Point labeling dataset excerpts
• • •

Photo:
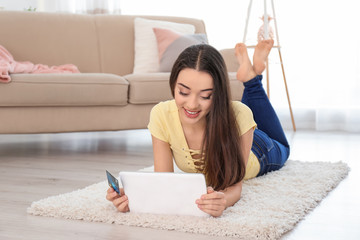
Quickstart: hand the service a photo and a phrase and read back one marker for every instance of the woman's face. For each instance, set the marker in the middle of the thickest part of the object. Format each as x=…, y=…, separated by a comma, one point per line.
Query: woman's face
x=193, y=95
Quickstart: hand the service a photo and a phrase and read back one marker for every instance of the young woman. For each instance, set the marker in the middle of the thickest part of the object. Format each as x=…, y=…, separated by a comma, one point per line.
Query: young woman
x=204, y=131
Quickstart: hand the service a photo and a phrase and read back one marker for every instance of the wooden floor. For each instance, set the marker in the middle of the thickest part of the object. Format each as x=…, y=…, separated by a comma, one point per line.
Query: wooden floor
x=33, y=167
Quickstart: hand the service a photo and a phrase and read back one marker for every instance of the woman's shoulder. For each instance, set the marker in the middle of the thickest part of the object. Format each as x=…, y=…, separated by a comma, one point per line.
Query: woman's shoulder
x=165, y=107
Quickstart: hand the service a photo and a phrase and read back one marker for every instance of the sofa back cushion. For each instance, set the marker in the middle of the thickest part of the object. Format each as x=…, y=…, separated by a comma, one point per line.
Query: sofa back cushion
x=51, y=38
x=94, y=43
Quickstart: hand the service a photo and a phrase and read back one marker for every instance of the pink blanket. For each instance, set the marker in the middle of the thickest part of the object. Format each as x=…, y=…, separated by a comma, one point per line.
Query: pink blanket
x=8, y=65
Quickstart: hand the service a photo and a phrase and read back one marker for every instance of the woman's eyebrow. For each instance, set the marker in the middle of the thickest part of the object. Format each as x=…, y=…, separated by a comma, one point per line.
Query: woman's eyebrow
x=204, y=90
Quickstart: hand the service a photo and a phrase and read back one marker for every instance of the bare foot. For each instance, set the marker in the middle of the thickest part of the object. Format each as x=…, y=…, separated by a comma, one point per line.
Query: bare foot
x=261, y=53
x=245, y=71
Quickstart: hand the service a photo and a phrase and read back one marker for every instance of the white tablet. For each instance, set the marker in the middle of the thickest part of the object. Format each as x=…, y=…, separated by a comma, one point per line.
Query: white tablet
x=164, y=193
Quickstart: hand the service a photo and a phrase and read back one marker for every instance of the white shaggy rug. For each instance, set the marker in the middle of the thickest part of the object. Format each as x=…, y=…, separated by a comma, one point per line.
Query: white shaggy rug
x=270, y=205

• • •

* Given instruction: Can you recast all of the records above as a two-column CSV with the columns prompt_text and points, one row for each text and its coordinates, with each value in a single quoted field, line breaks replaced by spaces, and the pictures left out?

* Output for this exercise:
prompt_text,points
"Photo: Quickstart: hand the service a photo and a phrase and read back one marker for every instance of the woman's face. For each instance, set the marker in the middle of the thickest part of the object. Format each as x=…, y=…, separated by a comma, one point per line. Query: woman's face","x=193, y=95"
"Quickstart: hand the service a photo and a phrase and read back one marker for every instance of the young woman. For each instance, set the marker in the middle of the thickest part of the object. Format each as x=…, y=…, separated by a comma, one point per line. Query: young woman","x=204, y=131"
"Quickstart: hand the service a photo and a phrase and read back one marker for every instance of the wooden floor. For each instance, set the marker in the middle of the thickest part of the object. Format each as x=…, y=…, separated by a comma, one point per line. Query: wooden floor","x=33, y=167"
"Quickstart: hand the service a photo and a phrase and read back one marker for every instance of the woman's shoulder. For each instance, set the marker in the middle of the thickest part of the object. Format each as x=…, y=…, separated by a comma, one point per line. Query: woman's shoulder","x=165, y=107"
"Quickstart: hand the service a photo and a phrase and read back one marker for every instance of the sofa back cushion. For each instance, set the marker in the middle of the thickest part of the object. Format each as x=…, y=…, separated by a comma, one point per line. Query: sofa back cushion","x=51, y=38 x=94, y=43"
"Quickstart: hand the service a photo and a phrase and read back one marker for every instance of the pink blanket. For each instance, set the marker in the middle of the thickest part of the object. Format each as x=…, y=…, separated by a comma, one point per line. Query: pink blanket","x=8, y=65"
"Quickstart: hand the service a photo and a phrase and read back one marker for every instance of the woman's eyebrow. For each instance, set the marker in the middle of the thickest part of the object. Format each as x=…, y=…, separated by a comma, one point per line. Query: woman's eyebrow","x=204, y=90"
"Quickstart: hand the service a photo and a phrase and read back one marker for every instance of the bare foot. For each instance, set the marker in the middle of the thickest part of the object. Format each as x=…, y=…, separated by a comma, one point per line. Query: bare foot","x=261, y=53 x=245, y=71"
"Quickstart: hand the service a photo and a phrase and read back one marker for every instance of the white tablet. For each instance, set the marker in the middle of the thickest part of the object. Format each as x=…, y=…, separated by a comma, one point per line. Query: white tablet","x=164, y=193"
"Quickstart: hand the service a photo and a phrase and read back one marker for every instance of the white shaggy rug. For each instance, set the marker in the middle of the thickest part of the object. Format each as x=…, y=…, separated by a comma, one point per line. Query: white shaggy rug","x=270, y=205"